Instructions for the task: Change every occurrence of "help a great deal" in the listing to "be very useful", and reproduce all the lines with nothing else altered.

Items listed in a dataset:
-------------------------

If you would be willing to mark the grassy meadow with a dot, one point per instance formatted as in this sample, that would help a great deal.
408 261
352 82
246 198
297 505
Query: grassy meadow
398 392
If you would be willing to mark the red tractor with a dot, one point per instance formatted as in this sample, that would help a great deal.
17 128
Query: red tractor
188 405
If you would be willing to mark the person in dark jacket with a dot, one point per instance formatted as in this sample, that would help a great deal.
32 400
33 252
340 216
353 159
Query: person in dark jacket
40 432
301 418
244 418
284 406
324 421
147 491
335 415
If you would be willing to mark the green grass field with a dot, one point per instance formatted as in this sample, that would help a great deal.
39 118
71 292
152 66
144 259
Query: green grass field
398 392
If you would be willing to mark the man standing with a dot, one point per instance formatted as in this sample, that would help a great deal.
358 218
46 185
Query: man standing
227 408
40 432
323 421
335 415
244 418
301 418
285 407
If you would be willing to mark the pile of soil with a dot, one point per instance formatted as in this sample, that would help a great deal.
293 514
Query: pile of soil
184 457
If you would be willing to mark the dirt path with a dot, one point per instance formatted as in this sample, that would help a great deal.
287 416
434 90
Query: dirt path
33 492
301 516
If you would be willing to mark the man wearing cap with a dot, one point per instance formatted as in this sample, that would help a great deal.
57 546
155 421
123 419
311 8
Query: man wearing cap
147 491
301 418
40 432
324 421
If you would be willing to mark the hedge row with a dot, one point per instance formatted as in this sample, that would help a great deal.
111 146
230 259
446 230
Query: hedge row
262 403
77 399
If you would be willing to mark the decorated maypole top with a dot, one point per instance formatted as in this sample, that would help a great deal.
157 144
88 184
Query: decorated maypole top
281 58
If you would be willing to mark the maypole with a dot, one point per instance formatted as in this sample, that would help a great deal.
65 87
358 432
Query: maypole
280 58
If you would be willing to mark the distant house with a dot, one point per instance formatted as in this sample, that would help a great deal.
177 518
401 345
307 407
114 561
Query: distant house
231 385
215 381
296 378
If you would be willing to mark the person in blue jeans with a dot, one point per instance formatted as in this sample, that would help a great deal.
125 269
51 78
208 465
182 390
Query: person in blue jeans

-------------------------

Answer to this problem:
If you would be willing to mark the grassy meadow with a dot, one point per instance formatted as in this sample, that would be very useful.
408 261
352 82
246 198
297 505
Query: grassy meadow
398 392
If you would be willing to mark the red tractor with a dot, one point per instance formatted as in this sample, that would be very useful.
17 128
Query: red tractor
188 405
If you would be willing to mark the person in dark jacket with a dot, one point per instance formatted as in this sample, that would be very useful.
32 400
33 252
340 216
353 159
Query: person in dark jacket
40 432
301 418
244 418
284 406
324 421
147 491
335 415
If you would be willing to mark the green grass field with a dot, one point per instance formatted as in this sample, that would be very useful.
39 118
71 292
152 66
144 259
Query: green grass field
398 392
If you would be willing to mark the man standing with a dot, one point per instance formatted as in this sample, that would be very useful.
358 218
46 185
Query: man standing
227 408
40 432
323 421
335 415
244 418
301 418
285 407
If you would be willing to mark the pile of soil with a dot, one point per instance formatted as in this sample, that would be very useful.
293 514
Query: pile of soil
184 457
If you would be willing to mark the dirt path with a dot, one point per instance formatted as in this sample, that would be very useful.
287 416
434 90
Query: dirt path
33 492
301 516
If you would be willing to mark the man wearing cap with a dot, one point per instance formatted as in this sample, that would be very useful.
57 546
155 421
123 419
311 8
Query: man wearing cap
147 491
301 418
40 432
324 421
If you would be willing to mark the hedge row with a dot, one point per instance formatted as in this sample, that would be very useful.
111 146
230 259
446 230
Query: hedge row
262 403
77 399
If you would be willing to mark the decorated maypole top with a dot, one point per instance formatted as in this sample, that would be very useful.
157 144
88 184
Query: decorated maypole top
281 58
If you would be willing to mark the maypole with a dot, one point per instance formatted as in this sample, that would be very useful.
65 87
358 432
Query: maypole
280 58
If you would be willing to mark the distant house with a dot, one point per instance formatted as in this sample, that would be very useful.
177 518
401 345
307 407
114 561
Query: distant house
231 385
215 381
296 378
If you would be willing to mark the person in blue jeans with a dot, one point per instance formatted as in this sample, that would be very useful.
125 269
51 78
208 465
182 390
Query: person in blue jeans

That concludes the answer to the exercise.